• [Direction]:
Format the lines of every item below as a JSON list of strings, one string per line, leaving out blank lines.

(Collected data entries)

--- BEGIN ---

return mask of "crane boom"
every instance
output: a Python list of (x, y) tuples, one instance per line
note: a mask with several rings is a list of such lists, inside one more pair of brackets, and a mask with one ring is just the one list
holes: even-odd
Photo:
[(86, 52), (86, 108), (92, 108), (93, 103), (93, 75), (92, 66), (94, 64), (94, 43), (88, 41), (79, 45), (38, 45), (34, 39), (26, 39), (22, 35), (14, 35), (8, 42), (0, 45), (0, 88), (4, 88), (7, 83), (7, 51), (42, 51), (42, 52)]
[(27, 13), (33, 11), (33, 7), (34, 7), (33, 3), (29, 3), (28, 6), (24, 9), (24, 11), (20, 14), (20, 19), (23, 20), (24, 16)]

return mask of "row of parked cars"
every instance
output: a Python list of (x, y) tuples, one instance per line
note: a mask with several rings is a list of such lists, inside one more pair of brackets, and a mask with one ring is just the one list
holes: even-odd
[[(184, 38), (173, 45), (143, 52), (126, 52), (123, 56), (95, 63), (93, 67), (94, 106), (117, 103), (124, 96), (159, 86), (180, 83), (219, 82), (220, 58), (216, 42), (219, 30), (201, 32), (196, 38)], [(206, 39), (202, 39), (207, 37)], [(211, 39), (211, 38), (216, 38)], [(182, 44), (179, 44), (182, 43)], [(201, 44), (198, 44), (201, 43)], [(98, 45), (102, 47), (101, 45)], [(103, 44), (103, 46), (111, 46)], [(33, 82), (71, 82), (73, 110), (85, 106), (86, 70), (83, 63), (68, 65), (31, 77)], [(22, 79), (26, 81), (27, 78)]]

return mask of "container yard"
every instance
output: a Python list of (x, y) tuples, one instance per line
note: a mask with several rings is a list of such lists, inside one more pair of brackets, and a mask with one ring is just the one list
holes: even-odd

--- END ---

• [Final result]:
[
  "return mask of \"crane boom\"",
  "every instance",
  "output: a Python list of (x, y) tuples, one instance per line",
  "note: a mask with several rings is a list of such lists, inside one more pair of brackets, and a mask with one ring is just the one list",
  "holes: even-odd",
  "Photo:",
  "[(86, 52), (86, 108), (92, 108), (93, 103), (93, 75), (92, 66), (94, 64), (94, 43), (88, 41), (79, 45), (38, 45), (34, 39), (26, 39), (22, 35), (14, 35), (8, 42), (0, 45), (0, 88), (4, 88), (7, 83), (7, 51), (42, 51), (42, 52)]",
  "[(27, 13), (33, 11), (33, 7), (34, 7), (33, 3), (29, 3), (28, 6), (24, 9), (24, 11), (20, 14), (20, 19), (23, 20), (24, 16)]",
  "return mask of \"row of parked cars\"",
  "every instance",
  "output: a Python list of (x, y) tuples, one instance per line",
  "note: a mask with several rings is a list of such lists, inside one more pair of brackets, and a mask with one ring is just the one list",
  "holes: even-odd",
  "[[(184, 38), (173, 45), (143, 52), (126, 52), (123, 56), (95, 63), (93, 67), (94, 106), (117, 103), (124, 96), (159, 86), (180, 83), (219, 82), (220, 58), (216, 42), (219, 30), (201, 32), (196, 38)], [(206, 39), (202, 39), (207, 37)], [(211, 39), (211, 38), (216, 38)], [(182, 44), (179, 44), (182, 43)], [(201, 44), (198, 44), (201, 43)], [(98, 45), (102, 47), (101, 45)], [(103, 44), (103, 46), (111, 46)], [(33, 82), (71, 82), (73, 110), (85, 106), (86, 70), (83, 63), (68, 65), (31, 77)], [(22, 79), (26, 81), (27, 78)]]",
  "return mask of \"container yard\"",
  "every instance",
  "output: a Python list of (x, y) tuples, one instance per line",
  "note: a mask with several rings is a list of such lists, inside one more pair of brackets, and a mask with one ring is just the one list",
  "holes: even-odd"
]